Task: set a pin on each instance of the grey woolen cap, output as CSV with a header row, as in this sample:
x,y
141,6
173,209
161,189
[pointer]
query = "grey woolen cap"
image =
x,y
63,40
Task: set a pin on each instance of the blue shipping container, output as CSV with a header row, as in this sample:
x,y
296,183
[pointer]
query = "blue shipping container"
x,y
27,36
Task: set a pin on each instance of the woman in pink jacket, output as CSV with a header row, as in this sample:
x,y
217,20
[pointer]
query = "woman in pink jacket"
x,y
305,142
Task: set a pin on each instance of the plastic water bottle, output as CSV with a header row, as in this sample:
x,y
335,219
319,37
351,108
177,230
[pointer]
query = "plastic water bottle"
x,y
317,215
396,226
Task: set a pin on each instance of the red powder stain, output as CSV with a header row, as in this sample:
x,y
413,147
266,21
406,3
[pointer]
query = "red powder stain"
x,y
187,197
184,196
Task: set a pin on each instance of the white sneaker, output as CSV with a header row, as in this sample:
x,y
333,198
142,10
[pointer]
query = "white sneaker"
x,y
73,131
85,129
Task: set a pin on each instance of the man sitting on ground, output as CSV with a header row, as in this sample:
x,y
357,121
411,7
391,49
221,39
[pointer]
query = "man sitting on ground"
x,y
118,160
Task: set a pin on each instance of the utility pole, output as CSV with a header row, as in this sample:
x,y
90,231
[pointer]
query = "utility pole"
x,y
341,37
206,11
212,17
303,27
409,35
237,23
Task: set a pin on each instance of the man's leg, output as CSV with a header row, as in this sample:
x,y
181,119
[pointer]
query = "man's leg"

==============================

=== Work instruction ===
The records above need copying. Do it exactly.

=== Expected answer ===
Task: set a pin on each instance of the grey woolen cap, output as CSV with a header row, as in this sample:
x,y
141,6
173,209
161,189
[pointer]
query = "grey woolen cap"
image =
x,y
63,40
Task: set a pin on each instance of the blue shipping container, output as CSV with a header row, as in this sample:
x,y
296,183
[pointer]
query = "blue shipping container"
x,y
27,36
Task: set a pin on each instance of the woman in pink jacket, output as CSV with a header row, as in this sample:
x,y
217,20
[pointer]
query = "woman in pink jacket"
x,y
305,142
Task: set a pin on each instance of the plastic water bottle, output as CSV with a header row, as in this sample:
x,y
335,219
319,37
351,108
177,230
[pointer]
query = "plastic water bottle"
x,y
317,215
396,226
Task: set a pin on each instance of the red powder stain, output as CSV with a header row, as in this sample:
x,y
413,147
266,21
406,3
[pointer]
query = "red powder stain"
x,y
187,197
184,196
Task: set a pin on each instance of the white sneaker, output as CSV with a header row, as in this sample:
x,y
333,198
142,10
[pointer]
query = "white sneaker"
x,y
73,131
85,129
Task: set a pin on each instance of the man sitting on ground, output as CSV with a header row, as in this sample:
x,y
357,121
411,7
391,49
221,39
[pointer]
query = "man sitting on ground"
x,y
118,160
Task: set a pin on each instance of the utility pole, output as CSV with a header row, as in this sample:
x,y
90,231
[pointer]
query = "utility pole"
x,y
341,37
206,11
212,17
303,27
409,35
237,23
Task: set a pin on each instance of the man's leg, output as CSV with a header row, as in this sample:
x,y
181,119
[pointer]
query = "man's leg"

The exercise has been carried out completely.